Requirement>
Could you filter the data below down to the lines that hold the word "wheel"?

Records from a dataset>
====================

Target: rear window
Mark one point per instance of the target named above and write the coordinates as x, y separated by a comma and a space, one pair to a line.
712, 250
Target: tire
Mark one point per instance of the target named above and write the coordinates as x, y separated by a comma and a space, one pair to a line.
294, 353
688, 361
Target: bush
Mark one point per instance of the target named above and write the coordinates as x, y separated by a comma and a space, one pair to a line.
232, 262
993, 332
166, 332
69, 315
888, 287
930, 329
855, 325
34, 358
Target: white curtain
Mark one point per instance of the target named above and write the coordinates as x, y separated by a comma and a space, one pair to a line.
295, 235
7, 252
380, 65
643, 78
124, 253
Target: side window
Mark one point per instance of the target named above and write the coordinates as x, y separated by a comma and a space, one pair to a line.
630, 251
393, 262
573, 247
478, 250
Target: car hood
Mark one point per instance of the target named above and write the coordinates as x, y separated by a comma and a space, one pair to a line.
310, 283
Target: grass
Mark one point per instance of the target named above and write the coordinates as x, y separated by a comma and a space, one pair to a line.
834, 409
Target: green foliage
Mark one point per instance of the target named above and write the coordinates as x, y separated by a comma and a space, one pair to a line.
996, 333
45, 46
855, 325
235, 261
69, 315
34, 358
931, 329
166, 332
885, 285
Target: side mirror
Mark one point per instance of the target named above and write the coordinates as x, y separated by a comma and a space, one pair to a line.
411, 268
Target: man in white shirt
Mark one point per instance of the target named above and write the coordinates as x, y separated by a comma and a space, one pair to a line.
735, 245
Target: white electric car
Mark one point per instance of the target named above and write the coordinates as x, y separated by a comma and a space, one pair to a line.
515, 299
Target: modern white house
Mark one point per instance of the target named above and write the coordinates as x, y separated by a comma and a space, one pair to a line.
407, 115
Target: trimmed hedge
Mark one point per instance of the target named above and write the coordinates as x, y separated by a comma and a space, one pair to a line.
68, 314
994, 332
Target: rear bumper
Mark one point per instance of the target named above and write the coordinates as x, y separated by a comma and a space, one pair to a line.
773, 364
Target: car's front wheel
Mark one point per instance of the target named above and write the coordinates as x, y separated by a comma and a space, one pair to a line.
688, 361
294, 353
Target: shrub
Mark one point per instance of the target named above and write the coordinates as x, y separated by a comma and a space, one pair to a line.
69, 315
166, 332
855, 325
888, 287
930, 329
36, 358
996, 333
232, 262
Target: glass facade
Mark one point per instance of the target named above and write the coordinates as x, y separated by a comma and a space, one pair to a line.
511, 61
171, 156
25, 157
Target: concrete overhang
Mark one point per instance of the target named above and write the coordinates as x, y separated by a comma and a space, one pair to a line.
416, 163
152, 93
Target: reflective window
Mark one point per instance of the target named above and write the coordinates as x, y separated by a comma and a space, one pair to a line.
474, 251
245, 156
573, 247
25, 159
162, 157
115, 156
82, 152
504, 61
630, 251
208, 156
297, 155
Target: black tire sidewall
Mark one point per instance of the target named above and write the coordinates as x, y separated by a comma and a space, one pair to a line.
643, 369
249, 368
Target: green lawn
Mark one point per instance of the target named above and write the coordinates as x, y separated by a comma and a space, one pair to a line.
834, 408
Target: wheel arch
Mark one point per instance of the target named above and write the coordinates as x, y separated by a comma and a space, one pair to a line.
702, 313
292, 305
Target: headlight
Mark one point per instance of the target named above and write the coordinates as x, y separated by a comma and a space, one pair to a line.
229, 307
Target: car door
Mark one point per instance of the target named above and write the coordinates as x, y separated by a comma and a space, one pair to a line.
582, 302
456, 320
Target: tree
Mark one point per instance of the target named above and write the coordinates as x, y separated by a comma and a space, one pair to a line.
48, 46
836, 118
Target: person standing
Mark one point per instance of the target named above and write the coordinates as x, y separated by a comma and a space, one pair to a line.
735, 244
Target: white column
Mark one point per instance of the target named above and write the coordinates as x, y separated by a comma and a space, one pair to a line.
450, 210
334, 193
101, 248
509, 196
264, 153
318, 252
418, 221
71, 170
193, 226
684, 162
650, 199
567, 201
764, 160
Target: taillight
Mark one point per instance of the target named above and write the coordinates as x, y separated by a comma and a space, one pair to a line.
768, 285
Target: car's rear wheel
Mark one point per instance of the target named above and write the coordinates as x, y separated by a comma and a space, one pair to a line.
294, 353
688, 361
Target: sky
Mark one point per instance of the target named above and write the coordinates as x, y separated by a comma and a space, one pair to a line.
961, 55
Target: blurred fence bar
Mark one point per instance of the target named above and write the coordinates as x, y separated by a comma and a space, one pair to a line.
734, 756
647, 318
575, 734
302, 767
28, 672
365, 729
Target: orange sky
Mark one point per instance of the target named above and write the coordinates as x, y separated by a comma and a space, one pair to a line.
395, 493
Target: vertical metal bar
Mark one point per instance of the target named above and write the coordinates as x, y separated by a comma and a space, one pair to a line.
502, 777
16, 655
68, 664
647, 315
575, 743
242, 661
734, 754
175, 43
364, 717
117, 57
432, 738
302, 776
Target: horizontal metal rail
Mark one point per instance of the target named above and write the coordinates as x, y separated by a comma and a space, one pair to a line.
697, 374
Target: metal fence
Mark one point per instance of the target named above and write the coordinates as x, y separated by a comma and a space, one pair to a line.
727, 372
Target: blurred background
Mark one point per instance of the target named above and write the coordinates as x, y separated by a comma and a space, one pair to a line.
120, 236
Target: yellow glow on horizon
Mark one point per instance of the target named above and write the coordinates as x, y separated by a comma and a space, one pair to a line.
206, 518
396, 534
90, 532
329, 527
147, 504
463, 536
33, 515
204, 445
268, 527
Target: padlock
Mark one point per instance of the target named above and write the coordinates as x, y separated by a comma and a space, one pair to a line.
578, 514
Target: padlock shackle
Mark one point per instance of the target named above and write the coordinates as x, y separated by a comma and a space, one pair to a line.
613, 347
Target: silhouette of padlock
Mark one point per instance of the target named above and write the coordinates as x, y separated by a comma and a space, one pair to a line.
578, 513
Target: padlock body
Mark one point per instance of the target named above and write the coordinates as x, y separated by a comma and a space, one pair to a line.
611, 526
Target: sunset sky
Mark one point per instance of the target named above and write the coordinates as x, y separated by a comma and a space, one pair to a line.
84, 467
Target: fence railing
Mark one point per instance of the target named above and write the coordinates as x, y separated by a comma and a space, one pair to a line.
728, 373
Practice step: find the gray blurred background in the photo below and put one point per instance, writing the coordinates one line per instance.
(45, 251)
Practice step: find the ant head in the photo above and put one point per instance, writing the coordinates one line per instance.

====================

Task response>
Target: car's front wheel
Target: wheel arch
Target: car's rear wheel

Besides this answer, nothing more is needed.